"""

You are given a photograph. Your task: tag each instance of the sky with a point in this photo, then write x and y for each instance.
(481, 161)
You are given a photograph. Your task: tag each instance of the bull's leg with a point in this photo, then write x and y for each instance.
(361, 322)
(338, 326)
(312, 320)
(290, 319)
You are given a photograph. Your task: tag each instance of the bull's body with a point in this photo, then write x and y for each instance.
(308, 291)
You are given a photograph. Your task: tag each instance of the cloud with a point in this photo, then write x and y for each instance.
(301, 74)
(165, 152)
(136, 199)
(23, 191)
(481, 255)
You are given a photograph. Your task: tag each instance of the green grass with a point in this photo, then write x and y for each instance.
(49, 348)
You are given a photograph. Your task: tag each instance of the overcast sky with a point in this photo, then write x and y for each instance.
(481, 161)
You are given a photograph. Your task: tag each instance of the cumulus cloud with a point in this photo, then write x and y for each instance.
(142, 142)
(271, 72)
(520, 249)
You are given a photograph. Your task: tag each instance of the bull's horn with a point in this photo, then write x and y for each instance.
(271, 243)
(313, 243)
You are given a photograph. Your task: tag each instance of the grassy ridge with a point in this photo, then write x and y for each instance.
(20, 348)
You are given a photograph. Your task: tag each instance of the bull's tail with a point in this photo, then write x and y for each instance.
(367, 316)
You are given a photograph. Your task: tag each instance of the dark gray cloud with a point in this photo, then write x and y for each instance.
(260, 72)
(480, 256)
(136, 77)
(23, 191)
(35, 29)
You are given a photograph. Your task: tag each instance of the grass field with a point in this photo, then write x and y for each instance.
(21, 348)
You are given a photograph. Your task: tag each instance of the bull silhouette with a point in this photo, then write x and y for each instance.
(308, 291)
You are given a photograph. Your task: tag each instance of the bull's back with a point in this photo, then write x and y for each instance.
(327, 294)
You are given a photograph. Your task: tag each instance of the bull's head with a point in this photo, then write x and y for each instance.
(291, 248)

"""

Requirements. Write the listing out again, exactly as shown above.

Correct answer.
You are given a photograph. Your task: tag each instance of the sky with a point in this photo, then write x and y for each instance.
(481, 161)
You are given a photograph. Your task: tag each instance of the bull's leg with a point in this photo, then write x and y for each instance.
(361, 322)
(338, 326)
(312, 320)
(290, 319)
You are given a photograph. Your task: tag each instance of the bull's body with a point in this photo, then write x and y for each instance.
(308, 291)
You are given a photograph. Your task: tag each instance of the cloud with a point in this photo, then write x and y for each instance.
(301, 74)
(165, 152)
(136, 199)
(23, 191)
(481, 255)
You are given a photograph. Your task: tag each instance of the green grass with a point in this photo, then write x and y for each instance.
(49, 348)
You are given a photograph. Your task: tag each instance of the overcast sky with a point in this photo, then write x and y for each instance.
(481, 161)
You are given a photograph. Your task: tag each instance of the cumulus cloud with a point in this photo, then write x and y for each instance.
(142, 142)
(271, 72)
(520, 249)
You are given a photograph. Your task: tag each instance of the bull's horn with a point in this photo, then write x and y for each instance.
(271, 243)
(313, 243)
You are given a photograph. Your task: tag each instance of the grassy ridge with a point in this photo, then write x and y for each instance.
(20, 348)
You are given a photograph. Your task: tag each instance of the bull's tail with a point in this photo, then write x and y for each instance.
(367, 316)
You are given a photograph. Your task: tag each instance of the dark gray cloud with a point in this photo, then write x and y for each instance.
(260, 72)
(480, 256)
(136, 77)
(23, 191)
(35, 29)
You are given a photograph. Your task: tag each instance of the grass field with a point in this photo, then write x and y for each instance.
(21, 348)
You are given a photograph. Your task: tag each instance of the bull silhouette with a point in this photo, then write x and y for each instance.
(308, 291)
You are given a photograph. Your task: tag each instance of the bull's back with a point in this photo, then write x and y for each instance.
(327, 294)
You are given a photograph. Your task: tag each instance of the bull's head with a point in this photo, then write x and y for each instance.
(291, 248)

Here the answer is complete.